**Kutipan**
Dalam artikel penelitian ini menggunakan metode pendekatan kualitatif berupa metode penelitian etnografi dan mengambil disumber berupa literatur. 

Dengan menggunakannya metode tersebut, diharapkan memiliki tujuan untuk mengkaji secara historis dan mencari makna, serta bersifat apaadanya dan juga bisa setranparan mungkin. 

Didalam artikel ini data yang dikumpulkan berupa library research, terutama pada penjelasan yang dirasa tidak terdapat didalam metode wawancara, serta dengan menggunakan metode ini diharapkan menjadi bahan pelengkap dalam pembuatan artikel ini. Yang kedua yakni menggunakan field research atau metode penelitian lapangan, dalam penelitian lapangan penulis mengujungi langsung tempat diselegarakanya tradisi atau kebudayaan tersebut, serta penulis mencari sumber informasi pada narasumber. 

Dalam wawancara juga diklasifikasikan menjadi dua bagian, yakni: wawancara mendalam dan wawancara biasa. Wawancara mendalam dilakukan terhadap tokoh tokoh penting dalam desa tersebut, yaitu berupa wawancara kepada Kasi Kesra Desa Alasmalang dan wawancara ini bersifat formal, serta penulis menyiapkan pertanyaan pertanyaan sebelum dilontarkan kepada narasumber.

**Tugas Latihan**
1. Salin ulang bagian kutipan tentang metode penelitian mulai dari "Didalam artikel ini" hingga "dilontarkan kepada narasumber.", tanpa mengubah apa pun.
2. Dalam kutipan tentang metode penelitian, kepada siapa wawancara mendalam dilakukan?
3. Apa saja tujuan yang diharapkan dari penggunaan metode dalam kutipan tentang metode penelitian? Sebutkan semuanya.

**Bagian Data**
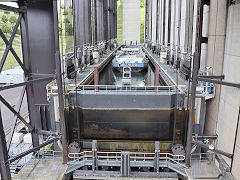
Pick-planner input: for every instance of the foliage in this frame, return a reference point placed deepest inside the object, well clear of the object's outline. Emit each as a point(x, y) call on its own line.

**Kunci Jawaban**
1.
Didalam artikel ini data yang dikumpulkan berupa library research, terutama pada penjelasan yang dirasa tidak terdapat didalam metode wawancara, serta dengan menggunakan metode ini diharapkan menjadi bahan pelengkap dalam pembuatan artikel ini. Yang kedua yakni menggunakan field research atau metode penelitian lapangan, dalam penelitian lapangan penulis mengujungi langsung tempat diselegarakanya tradisi atau kebudayaan tersebut, serta penulis mencari sumber informasi pada narasumber. 

Dalam wawancara juga diklasifikasikan menjadi dua bagian, yakni: wawancara mendalam dan wawancara biasa. Wawancara mendalam dilakukan terhadap tokoh tokoh penting dalam desa tersebut, yaitu berupa wawancara kepada Kasi Kesra Desa Alasmalang dan wawancara ini bersifat formal, serta penulis menyiapkan pertanyaan pertanyaan sebelum dilontarkan kepada narasumber.

2. Wawancara mendalam dilakukan terhadap tokoh-tokoh penting di desa tersebut, yaitu Kasi Kesra Desa Alasmalang.

3.
- mengkaji secara historis
- mencari makna
- bersifat apaadanya
- bisa setranparan mungkin